_Exercise brief:_
Quote the line containing "Can you see the striped" and all lines that follow it in the listing below, exactly as written.

** START **

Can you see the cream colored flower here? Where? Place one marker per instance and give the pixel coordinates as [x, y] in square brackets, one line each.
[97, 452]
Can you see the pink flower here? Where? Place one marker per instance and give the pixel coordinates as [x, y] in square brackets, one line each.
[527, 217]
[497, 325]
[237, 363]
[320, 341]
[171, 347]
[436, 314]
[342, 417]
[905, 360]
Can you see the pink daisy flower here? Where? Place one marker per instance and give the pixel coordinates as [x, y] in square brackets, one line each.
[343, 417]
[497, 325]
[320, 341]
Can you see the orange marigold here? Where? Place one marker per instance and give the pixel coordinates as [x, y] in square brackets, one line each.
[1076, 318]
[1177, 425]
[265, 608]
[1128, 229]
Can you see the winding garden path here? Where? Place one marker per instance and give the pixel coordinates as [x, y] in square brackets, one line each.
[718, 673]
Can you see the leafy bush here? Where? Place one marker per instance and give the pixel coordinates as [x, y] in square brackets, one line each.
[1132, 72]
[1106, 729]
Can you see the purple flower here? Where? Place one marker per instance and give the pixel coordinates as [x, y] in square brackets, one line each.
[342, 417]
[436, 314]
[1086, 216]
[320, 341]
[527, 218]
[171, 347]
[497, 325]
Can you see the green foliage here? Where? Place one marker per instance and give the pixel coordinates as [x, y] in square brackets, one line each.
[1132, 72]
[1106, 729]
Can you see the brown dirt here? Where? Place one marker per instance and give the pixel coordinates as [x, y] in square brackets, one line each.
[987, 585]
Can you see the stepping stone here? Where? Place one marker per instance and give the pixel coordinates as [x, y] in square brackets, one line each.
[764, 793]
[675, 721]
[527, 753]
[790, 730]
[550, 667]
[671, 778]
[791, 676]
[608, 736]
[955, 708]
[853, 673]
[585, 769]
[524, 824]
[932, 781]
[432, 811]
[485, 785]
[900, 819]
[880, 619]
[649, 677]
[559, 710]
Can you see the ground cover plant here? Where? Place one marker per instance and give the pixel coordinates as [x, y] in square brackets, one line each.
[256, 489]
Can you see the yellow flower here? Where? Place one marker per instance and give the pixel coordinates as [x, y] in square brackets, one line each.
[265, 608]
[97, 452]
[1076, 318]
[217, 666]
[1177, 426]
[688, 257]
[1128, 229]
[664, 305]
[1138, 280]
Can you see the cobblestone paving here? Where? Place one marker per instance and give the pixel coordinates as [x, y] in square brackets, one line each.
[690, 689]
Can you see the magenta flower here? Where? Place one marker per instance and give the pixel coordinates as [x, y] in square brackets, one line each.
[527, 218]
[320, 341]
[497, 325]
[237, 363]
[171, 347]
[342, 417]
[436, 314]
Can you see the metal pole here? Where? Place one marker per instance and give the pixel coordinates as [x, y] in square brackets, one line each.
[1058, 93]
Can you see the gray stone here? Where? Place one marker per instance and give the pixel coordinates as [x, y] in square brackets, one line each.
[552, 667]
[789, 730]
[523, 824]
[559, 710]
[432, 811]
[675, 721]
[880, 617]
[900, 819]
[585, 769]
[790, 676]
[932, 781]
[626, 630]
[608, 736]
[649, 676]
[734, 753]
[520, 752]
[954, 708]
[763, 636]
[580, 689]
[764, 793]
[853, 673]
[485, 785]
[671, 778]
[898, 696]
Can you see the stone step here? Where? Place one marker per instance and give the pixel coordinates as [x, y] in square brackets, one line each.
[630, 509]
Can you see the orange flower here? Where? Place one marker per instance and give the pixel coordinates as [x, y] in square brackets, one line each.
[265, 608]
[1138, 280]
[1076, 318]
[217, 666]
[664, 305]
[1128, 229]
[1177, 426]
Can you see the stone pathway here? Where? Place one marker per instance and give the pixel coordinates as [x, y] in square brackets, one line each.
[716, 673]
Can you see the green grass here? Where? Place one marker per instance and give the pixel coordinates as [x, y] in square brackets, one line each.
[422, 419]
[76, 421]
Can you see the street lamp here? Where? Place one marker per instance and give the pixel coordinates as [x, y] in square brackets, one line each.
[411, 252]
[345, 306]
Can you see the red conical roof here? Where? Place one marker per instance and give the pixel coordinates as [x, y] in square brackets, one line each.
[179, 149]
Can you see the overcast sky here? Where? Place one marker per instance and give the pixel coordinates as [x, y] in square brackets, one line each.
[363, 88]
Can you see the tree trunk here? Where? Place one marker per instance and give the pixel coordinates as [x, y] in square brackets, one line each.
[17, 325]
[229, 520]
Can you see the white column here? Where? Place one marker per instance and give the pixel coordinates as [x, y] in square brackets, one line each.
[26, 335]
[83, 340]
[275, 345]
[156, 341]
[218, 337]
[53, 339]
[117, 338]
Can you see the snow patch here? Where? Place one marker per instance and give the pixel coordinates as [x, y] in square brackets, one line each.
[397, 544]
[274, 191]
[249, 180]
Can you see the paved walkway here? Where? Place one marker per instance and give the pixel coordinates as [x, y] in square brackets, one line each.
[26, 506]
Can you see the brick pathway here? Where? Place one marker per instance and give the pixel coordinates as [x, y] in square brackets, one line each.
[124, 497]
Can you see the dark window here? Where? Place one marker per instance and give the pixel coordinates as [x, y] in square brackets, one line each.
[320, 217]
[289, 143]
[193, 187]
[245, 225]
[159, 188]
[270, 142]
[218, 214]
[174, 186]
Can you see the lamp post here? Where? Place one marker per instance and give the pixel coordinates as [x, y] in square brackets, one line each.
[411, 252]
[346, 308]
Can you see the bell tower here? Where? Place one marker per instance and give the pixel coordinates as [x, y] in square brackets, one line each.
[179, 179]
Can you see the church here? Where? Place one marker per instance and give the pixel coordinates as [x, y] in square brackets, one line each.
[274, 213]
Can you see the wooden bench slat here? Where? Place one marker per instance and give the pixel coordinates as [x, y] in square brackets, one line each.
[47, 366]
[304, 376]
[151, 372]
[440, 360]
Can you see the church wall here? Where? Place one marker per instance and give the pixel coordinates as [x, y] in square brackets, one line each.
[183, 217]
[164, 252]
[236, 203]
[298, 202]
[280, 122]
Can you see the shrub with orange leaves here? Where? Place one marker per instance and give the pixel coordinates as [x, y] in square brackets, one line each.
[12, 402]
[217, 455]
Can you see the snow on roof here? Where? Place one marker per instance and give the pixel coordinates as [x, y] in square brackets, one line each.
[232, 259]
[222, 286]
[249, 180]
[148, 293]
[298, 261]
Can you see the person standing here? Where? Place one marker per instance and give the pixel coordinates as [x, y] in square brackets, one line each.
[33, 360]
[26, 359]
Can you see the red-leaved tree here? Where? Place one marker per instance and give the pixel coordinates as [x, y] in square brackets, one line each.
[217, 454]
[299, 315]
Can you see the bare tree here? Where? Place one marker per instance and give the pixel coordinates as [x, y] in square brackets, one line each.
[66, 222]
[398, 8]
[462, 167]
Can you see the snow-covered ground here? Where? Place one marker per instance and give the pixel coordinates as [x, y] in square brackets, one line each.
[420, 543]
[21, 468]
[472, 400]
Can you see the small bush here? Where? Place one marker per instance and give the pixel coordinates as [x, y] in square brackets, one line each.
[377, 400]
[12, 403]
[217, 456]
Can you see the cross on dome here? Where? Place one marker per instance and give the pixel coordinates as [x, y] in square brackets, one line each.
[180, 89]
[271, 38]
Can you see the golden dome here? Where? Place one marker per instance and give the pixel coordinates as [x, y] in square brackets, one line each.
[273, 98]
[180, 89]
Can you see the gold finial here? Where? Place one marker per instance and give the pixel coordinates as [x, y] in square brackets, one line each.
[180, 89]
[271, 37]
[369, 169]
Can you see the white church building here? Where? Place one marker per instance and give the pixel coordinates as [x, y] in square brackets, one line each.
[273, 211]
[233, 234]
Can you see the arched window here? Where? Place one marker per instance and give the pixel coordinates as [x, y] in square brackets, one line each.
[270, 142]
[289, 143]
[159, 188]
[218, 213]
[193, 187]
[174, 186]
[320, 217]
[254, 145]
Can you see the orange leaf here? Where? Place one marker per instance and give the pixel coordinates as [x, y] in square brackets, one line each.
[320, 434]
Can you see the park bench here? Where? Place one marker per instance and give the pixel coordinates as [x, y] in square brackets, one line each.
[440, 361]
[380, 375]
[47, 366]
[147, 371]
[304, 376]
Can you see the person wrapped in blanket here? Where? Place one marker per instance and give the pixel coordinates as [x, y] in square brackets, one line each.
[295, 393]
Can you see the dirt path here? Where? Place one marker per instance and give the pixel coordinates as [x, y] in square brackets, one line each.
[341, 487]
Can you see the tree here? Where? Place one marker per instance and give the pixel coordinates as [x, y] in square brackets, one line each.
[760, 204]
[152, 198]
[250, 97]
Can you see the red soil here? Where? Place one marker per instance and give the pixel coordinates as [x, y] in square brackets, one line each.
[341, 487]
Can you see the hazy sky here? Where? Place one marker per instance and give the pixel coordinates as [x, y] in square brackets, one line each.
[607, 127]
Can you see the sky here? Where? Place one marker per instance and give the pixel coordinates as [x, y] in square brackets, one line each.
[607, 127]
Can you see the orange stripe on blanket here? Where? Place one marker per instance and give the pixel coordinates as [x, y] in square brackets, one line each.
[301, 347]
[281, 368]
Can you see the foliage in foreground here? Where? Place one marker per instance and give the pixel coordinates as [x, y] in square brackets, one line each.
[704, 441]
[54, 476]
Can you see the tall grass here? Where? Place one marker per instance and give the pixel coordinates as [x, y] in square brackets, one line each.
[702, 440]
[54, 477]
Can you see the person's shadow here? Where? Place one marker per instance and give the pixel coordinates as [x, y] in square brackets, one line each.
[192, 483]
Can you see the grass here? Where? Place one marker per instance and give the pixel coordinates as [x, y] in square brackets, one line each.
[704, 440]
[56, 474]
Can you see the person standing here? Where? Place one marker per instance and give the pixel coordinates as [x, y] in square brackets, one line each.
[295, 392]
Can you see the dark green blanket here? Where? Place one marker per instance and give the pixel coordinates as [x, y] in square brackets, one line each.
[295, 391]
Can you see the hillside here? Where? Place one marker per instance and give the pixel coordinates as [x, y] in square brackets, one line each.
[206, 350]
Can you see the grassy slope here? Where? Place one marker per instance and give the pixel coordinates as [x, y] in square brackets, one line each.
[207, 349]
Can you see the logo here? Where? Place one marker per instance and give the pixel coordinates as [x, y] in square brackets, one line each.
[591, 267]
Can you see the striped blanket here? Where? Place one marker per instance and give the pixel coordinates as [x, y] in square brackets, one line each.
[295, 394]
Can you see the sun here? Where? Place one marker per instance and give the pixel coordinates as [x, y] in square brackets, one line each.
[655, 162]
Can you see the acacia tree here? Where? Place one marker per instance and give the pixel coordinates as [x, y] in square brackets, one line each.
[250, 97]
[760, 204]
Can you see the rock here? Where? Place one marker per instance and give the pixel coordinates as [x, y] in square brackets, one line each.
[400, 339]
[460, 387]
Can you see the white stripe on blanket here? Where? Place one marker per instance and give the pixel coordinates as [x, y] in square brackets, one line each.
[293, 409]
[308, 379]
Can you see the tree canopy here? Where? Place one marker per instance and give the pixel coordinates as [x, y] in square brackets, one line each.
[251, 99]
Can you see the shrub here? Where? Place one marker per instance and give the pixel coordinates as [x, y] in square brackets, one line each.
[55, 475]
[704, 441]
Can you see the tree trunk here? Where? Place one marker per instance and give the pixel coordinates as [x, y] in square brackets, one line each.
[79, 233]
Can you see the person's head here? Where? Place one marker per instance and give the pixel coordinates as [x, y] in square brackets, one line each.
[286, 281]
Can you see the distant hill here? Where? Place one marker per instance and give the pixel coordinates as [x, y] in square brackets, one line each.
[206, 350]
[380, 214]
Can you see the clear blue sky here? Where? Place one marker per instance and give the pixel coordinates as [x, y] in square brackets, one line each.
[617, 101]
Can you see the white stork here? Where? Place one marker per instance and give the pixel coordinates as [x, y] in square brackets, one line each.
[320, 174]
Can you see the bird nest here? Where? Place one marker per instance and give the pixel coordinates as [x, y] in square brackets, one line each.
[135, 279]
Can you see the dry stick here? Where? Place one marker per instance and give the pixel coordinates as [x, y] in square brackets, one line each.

** END **

_Exercise output:_
Can you see the striped blanket here? Where? Place one marker per instance and give the pixel coordinates as [x, y] in square brackets, one line each.
[295, 394]
Can you see the sun here? Where? Place one marker per instance and give the pixel coordinates as [x, y] in square brackets, one line each.
[655, 162]
Can you see the acacia tree here? Where? Place one marker per instance and give the pixel coordinates as [x, y] in square brackets, one line each.
[250, 97]
[760, 204]
Can you see the rock here? Where? Place one marker per instance and give the pixel coordinates as [x, y] in square brackets, one line each.
[400, 339]
[460, 387]
Can you see the white stripe on blanket here? Where? Place one marker per instance and give the pixel coordinates as [x, y] in square brackets, one line each.
[293, 409]
[308, 379]
Can you see the tree canopy here? Where? Place one marker per instance and give the pixel coordinates as [x, y] in square brackets, one line each.
[251, 99]
Can you see the shrub here? Where? Place one marker per instance and give the pixel coordinates as [x, y] in square brackets, one line each.
[55, 475]
[704, 441]
Can you see the tree trunk here? Where? Place one marker per instance and give the pixel coordinates as [x, y] in square brackets, one line each.
[79, 233]
Can you see the person's head here? Where? Place one marker per instance and give the pixel coordinates as [x, y] in square brackets, one line each.
[286, 281]
Can you see the distant hill here? Where? Place one marker per instance and give the pixel coordinates as [x, y] in square brackets, one line each.
[206, 350]
[380, 214]
Can you see the clear blue sky here? Where? Place one marker per instance and give the pixel coordinates as [x, y] in square brackets, one line each.
[617, 101]
Can you see the white stork here? Where? Place one marker per instance and give the pixel coordinates as [x, y] in square brackets, one line each.
[320, 174]
Can you see the bird nest here? Where? Place one marker per instance and give the pixel coordinates as [x, y] in square brackets, one line each.
[135, 279]
Can you see the dry stick here? Where? Place one marker per instance and give the pixel coordinates as [x, y] in square brackets, one line each.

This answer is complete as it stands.